--- Begin Excerpted passage ---

But, "A few days later, the phones were ringing. The chefs wanted their food."

He justified it to himself by reasoning that the animals were raised humanely and that humans had been eating animals for millennia.

Not long after, in 1990, he was reading a story to his 3-year-old son. He saw the animals in the picture book and blurted, "I used to sell animals for food." Little Julian burst into tears. "Papa, never read me that story again," he said.

Converted vegetarian

They both became vegetarians. Although Julian hasn't stuck with the regimen, Prolman has. At the Buckeye, he ordered only salad and side dishes.

By 1989, Prolman had left Night Bird and started his next venture, Made in Nature. He intended the company to sell wilderness produce -- he started with fiddlehead ferns -- but a business partner had a financial interest in a pioneering organic apple and pear orchard in Oregon's Hood River valley. "I was amazed," he said. "I wondered, why aren't all apples and pears grown this way? I agreed to take on their marketing."

--- End Excerpted passage ---
--- Begin Data entries ---

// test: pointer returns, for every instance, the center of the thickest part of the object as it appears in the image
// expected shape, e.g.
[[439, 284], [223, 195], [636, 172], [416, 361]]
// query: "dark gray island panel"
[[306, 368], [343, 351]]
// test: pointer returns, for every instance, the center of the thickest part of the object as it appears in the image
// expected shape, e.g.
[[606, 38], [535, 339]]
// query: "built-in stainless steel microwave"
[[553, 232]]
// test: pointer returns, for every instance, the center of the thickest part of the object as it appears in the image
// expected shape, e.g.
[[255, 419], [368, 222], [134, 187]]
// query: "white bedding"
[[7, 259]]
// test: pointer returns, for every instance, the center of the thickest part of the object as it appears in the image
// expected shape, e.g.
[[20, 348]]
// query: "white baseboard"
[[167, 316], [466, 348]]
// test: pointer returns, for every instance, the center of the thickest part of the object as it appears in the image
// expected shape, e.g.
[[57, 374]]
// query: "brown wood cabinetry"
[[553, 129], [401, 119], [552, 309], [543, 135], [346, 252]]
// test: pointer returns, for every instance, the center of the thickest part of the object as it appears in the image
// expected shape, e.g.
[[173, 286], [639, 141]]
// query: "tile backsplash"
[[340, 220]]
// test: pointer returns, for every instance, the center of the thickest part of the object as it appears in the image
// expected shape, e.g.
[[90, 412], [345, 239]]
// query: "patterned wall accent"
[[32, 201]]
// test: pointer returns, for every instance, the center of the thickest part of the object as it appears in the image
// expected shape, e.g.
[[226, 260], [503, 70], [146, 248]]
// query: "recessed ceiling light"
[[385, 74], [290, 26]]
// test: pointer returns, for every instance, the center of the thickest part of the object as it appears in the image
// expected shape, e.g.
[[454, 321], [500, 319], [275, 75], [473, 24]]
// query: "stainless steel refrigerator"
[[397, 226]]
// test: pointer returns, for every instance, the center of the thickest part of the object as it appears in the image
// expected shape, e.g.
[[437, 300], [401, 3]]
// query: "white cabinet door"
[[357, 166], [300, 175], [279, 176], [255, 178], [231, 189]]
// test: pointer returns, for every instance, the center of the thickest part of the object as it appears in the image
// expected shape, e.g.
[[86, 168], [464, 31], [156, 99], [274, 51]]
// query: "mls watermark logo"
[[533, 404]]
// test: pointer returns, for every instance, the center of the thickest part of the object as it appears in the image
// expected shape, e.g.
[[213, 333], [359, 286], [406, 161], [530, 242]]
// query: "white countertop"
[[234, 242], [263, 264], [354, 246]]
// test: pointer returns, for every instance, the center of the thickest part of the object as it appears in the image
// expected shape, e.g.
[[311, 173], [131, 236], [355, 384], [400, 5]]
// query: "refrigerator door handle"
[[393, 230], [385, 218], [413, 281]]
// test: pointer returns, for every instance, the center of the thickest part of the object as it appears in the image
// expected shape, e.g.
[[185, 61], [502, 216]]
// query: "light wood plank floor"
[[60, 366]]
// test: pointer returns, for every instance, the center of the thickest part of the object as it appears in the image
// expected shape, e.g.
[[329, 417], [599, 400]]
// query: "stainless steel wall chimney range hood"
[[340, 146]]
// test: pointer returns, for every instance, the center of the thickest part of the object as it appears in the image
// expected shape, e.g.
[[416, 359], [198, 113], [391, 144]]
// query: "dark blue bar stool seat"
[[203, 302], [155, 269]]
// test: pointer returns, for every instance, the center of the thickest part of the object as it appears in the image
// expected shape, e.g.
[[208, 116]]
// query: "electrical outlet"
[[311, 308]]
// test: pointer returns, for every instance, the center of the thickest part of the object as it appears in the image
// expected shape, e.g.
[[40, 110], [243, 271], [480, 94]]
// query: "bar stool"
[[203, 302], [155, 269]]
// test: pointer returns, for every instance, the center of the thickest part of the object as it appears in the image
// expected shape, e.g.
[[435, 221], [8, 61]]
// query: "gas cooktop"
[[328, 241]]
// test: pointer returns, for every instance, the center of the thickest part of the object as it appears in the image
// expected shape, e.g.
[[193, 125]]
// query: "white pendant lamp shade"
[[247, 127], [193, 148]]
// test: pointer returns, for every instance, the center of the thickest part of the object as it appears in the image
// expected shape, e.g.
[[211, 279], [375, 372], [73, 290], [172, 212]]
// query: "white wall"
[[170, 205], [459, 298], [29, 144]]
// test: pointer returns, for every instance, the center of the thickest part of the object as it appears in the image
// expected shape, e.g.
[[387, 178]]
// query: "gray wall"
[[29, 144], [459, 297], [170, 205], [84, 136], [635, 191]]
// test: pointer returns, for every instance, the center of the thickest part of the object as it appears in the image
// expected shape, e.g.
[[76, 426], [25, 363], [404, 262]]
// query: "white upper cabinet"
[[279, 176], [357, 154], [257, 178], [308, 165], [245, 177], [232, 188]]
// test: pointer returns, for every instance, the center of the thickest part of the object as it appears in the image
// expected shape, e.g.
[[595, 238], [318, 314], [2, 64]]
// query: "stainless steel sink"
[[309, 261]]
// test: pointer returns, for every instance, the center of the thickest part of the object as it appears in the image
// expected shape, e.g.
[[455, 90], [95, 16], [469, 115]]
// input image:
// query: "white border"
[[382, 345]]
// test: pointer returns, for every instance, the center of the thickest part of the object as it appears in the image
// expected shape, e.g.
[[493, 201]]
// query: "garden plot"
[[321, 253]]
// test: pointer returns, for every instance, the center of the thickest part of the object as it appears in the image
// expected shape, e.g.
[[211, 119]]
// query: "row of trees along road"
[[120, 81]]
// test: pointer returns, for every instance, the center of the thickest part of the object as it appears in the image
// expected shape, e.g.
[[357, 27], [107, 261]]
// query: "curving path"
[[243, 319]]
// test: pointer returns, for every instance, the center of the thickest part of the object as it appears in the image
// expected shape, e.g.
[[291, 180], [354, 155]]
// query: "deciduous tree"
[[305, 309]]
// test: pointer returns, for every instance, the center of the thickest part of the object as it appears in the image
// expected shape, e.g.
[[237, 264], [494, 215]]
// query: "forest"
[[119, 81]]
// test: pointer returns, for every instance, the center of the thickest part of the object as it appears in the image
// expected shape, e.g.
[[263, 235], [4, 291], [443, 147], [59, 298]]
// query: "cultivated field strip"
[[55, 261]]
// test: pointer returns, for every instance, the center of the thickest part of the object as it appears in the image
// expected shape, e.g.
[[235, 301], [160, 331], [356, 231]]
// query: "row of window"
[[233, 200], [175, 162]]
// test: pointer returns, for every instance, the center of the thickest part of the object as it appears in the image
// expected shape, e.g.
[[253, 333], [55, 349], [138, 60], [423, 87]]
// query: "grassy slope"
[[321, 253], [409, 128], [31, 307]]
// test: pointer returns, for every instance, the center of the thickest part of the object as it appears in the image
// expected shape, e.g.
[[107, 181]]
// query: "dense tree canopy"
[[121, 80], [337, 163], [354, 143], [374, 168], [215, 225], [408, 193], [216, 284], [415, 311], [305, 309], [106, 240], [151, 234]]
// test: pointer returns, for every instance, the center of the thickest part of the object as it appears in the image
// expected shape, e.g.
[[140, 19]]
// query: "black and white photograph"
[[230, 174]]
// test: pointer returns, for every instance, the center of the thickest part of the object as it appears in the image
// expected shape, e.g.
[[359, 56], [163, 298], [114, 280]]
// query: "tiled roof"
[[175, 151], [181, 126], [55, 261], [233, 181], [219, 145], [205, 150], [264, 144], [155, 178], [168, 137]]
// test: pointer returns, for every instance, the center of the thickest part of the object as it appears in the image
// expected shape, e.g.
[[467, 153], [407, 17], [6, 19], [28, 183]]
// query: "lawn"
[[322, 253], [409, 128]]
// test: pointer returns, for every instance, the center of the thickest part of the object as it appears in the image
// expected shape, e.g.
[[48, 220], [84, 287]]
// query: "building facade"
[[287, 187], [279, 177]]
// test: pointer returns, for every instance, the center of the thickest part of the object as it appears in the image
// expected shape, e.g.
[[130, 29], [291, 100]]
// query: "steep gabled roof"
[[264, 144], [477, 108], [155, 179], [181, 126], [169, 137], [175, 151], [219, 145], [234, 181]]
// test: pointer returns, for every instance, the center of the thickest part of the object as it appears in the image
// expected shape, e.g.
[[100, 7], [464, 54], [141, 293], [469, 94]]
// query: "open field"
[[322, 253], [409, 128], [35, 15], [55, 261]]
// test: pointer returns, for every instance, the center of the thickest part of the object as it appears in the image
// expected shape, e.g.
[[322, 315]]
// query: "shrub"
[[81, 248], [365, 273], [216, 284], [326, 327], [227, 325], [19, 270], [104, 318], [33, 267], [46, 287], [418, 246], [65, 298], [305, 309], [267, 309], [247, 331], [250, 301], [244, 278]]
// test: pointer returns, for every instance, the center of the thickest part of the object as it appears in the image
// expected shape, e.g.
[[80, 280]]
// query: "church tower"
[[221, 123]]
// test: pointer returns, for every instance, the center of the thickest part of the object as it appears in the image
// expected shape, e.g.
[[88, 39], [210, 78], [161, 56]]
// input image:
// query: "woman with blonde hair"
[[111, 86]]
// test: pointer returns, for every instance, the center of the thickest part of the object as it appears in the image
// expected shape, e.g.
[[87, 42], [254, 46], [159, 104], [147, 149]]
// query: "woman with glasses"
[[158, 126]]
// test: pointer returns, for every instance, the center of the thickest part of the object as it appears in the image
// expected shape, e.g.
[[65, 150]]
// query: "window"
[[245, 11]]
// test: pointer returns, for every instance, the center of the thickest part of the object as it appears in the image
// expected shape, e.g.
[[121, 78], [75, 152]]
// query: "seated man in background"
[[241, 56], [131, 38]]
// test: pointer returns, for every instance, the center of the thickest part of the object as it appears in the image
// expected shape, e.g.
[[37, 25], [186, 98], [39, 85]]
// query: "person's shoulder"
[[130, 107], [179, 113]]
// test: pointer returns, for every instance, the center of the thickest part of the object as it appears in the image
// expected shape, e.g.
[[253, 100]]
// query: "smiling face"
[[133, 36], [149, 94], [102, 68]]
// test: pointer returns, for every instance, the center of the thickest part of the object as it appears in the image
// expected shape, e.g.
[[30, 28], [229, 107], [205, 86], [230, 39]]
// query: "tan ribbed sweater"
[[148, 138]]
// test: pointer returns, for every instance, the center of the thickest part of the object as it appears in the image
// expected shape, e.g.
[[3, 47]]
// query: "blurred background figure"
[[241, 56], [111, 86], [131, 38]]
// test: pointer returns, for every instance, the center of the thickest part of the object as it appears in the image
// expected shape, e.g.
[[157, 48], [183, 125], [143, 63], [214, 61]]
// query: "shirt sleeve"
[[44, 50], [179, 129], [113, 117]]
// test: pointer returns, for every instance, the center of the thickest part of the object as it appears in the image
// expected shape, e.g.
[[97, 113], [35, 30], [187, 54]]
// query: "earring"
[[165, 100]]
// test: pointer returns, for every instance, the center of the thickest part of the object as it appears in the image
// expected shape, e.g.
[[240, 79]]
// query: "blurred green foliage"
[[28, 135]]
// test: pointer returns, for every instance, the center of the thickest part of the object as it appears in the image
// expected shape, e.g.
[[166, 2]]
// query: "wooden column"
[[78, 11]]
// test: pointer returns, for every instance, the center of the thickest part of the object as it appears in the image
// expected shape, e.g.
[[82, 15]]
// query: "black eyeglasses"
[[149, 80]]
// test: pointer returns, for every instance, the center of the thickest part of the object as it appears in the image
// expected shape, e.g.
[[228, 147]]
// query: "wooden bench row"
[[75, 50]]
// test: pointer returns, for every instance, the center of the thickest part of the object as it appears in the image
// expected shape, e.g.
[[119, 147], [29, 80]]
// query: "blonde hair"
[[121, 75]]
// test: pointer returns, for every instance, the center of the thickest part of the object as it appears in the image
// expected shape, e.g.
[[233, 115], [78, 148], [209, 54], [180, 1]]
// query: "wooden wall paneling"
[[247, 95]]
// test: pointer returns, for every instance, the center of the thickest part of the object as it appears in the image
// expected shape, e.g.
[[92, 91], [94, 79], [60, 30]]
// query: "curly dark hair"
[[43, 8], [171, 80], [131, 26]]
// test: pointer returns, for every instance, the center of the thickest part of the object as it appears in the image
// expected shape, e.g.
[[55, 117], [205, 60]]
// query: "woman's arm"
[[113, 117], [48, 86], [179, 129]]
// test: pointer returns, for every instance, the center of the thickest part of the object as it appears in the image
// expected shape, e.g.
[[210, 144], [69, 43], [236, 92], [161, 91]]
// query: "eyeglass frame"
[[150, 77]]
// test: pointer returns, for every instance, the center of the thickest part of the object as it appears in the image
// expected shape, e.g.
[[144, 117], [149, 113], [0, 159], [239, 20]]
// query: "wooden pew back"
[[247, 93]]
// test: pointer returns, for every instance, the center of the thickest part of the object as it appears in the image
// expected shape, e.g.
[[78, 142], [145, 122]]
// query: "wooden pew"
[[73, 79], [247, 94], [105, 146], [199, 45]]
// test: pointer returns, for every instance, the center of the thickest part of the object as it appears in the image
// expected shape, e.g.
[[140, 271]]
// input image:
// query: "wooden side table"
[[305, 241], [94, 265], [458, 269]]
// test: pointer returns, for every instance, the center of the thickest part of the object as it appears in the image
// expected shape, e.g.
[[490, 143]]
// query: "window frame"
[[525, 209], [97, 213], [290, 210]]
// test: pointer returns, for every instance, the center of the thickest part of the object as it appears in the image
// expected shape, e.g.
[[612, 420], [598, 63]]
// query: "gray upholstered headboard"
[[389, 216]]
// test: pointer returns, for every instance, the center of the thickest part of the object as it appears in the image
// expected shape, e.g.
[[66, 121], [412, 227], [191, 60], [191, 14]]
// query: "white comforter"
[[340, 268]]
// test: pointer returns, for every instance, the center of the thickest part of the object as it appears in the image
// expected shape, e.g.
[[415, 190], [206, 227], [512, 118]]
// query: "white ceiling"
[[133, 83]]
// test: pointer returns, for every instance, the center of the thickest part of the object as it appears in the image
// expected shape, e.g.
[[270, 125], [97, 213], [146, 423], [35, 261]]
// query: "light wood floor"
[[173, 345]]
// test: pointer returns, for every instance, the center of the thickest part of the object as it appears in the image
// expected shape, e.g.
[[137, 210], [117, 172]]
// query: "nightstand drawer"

--- End Data entries ---

Exercise tasks -
**A)** In the passage about Prolman, turn the paragraph starting "By 1989, Prolman had left Night Bird" into a short bulleted list that keeps its main facts.
**B)** Pick up the passage about Prolman after its last sentence and continue it.
None of the entries matter here.

Task-by-task answers -
**A)**
- By 1989, Prolman had left Night Bird and started Made in Nature.
- He meant the company to sell wilderness produce, beginning with fiddlehead ferns.
- A business partner had a financial interest in a pioneering organic apple and pear orchard in Oregon's Hood River valley.
- Amazed, Prolman wondered why all apples and pears weren't grown that way, and he agreed to market the orchard's fruit.

**B)**
Once again, he began his tireless evangelism. Like an organic Johnny Appleseed, he covered the globe, buying and selling produce. He exported to Holland, Germany, France, Scandinavia and Japan, and imported from Mexico, Honduras, Costa Rica and other Caribbean nations.

"I would go to large agribusinesses, and I would persuade them to start testing a block of organics," he said. "I'd tell a big grower, 'Take 100 acres of apples and do an experiment that could lower the chemical usage on your 5, 000 acres, and I'll sell your apples and get you a higher price.'

"I got them to try it. ...They said, 'Wait. These are good yields and good prices. Let's do another 100 acres.' I did that over and over and over again."

He also went to undeveloped areas of Latin America, bringing his vision of how organics could help rural farmers make more money. He tells of a trip to Chiapas, Mexico, where impoverished people would lug enormous bags of coffee beans up and down hills, just to afford a meager portion of rice and beans. Among the coffee bushes, however, he saw banana trees providing shade. They were organic by default or neglect, so he agreed to buy the bananas.

"For us, it was a bargain," he said. "For them, it was like they won the lottery."

But Prolman's business also needed money. "It was always Band-Aid capital, " he said. "That seems to be a pattern."

In 1994, Prolman sold the company to Dole Food Co. -- he won't say for how much -- and went to work for it. In Prolman's view, Dole worked hard to farm responsibly and professionally, eliminating chemicals and building schools for workers.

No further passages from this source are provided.